● Your tasks:
- A) Answer these questions about the StackStorm transcript:
(i) What nickname do the speakers give StackStorm?
(ii) Which sources is the discussion based on?
(iii) Which company supports this deep dive?
- B) Copy the StackStorm transcript, beginning at the words "Okay, let's start" and stopping after "email or whatever.". Replace "smart lights" with "smart speaker".

● Provided passage:
↓↓↓

Navigated to Today's Deep-Dive: StackStorm - Transcript
Deep Dive

ยทE331

Today's Deep-Dive: StackStorm

Episode Transcript

If you really look at the modern digital world, it's just this massive web of event chains, right?

Totally.

A customer clicks something over here, and that triggers a process way over there, which then, you know, alerts some monitoring system.

Yeah, and for anyone in DevOps or for the SREs listening, managing all that, it can feel impossible.

Exactly.

You're just trying to stitch it all together and make sure the right thing happens every single time.

And you're definitely looking for a shortcut through all that complexity.

And that is, well, that's exactly what we're diving into today.

Our mission here is to really unpack StackStorm.

The famous IFTTT for Ops.

That's the one.

We're going to get past the jargon and explain this really powerful, event-driven automation platform so that, you know, beginners can get it.

Not just what it is, but how it actually fundamentally changes IT operations.

We're basing this on its GitHub docs and the core features overview.

And before we jump in, we have to thank the people who make these deep dives possible.

Of course.

This deep dive is supported by SafeServer.

SafeServer assists with digital transformation, helping you move to the future of IT infrastructure.

They also provide, well, amazing hosting for software like the platform we're discussing today.

So if you're serious about modernizing your stack, find out more at www.safeserver.de.

Again, that's www.safeserver.de.

Okay, let's start with that core idea.

IFTTT for ops.

We all know if this, then that for like our personal apps.

Right.

Thinking your smart lights to your email or whatever.

↑↑↑

● Data extracts:
↓↓↓

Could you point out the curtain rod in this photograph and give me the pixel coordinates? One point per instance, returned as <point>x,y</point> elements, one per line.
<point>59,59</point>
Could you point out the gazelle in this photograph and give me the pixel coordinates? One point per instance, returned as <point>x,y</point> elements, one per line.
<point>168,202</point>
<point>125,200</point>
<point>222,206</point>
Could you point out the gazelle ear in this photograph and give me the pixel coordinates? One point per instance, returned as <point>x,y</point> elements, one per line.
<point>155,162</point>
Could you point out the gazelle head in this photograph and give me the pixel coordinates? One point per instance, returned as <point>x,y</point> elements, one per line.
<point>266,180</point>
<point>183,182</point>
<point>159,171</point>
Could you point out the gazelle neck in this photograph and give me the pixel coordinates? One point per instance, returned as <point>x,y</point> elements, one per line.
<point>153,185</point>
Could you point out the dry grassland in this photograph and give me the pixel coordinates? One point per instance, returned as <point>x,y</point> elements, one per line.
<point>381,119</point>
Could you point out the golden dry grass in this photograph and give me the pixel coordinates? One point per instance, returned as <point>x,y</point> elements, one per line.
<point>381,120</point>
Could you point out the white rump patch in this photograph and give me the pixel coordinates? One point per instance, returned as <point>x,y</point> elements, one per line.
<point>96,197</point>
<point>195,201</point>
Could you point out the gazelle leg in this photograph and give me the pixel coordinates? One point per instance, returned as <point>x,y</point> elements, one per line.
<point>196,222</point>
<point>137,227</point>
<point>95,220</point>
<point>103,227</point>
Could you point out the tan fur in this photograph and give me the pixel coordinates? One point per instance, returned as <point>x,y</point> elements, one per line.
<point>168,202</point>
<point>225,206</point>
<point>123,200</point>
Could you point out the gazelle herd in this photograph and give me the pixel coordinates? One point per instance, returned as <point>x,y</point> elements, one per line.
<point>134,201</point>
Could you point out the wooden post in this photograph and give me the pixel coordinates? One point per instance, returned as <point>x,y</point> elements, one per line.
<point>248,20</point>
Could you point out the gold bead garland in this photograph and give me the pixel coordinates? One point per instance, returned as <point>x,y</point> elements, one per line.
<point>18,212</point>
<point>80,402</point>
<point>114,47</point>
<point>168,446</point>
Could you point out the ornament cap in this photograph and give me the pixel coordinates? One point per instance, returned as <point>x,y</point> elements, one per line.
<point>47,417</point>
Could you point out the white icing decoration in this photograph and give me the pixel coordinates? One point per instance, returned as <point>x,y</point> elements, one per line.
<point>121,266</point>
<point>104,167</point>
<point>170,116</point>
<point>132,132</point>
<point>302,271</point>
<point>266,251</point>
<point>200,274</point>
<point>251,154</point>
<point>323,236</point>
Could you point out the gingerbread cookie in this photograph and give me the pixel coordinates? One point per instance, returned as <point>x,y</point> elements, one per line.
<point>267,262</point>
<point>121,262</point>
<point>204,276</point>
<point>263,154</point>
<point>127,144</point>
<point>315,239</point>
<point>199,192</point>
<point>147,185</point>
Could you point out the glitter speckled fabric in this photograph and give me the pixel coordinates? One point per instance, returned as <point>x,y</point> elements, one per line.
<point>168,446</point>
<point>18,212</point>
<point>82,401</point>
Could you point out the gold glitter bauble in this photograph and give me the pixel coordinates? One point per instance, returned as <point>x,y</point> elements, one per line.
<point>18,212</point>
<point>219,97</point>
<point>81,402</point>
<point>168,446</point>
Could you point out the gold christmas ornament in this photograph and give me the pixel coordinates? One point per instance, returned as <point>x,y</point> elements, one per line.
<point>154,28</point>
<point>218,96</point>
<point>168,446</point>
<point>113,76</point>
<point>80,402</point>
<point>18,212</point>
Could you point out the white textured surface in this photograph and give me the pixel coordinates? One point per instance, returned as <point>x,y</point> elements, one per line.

↑↑↑

● Task-by-task answers:
- A)
(i) IFTTT for Ops
(ii) StackStorm's GitHub docs and the core features overview
(iii) SafeServer

- B)
Okay, let's start with that core idea.

IFTTT for ops.

We all know if this, then that for like our personal apps.

Right.

Thinking your smart speaker to your email or whatever.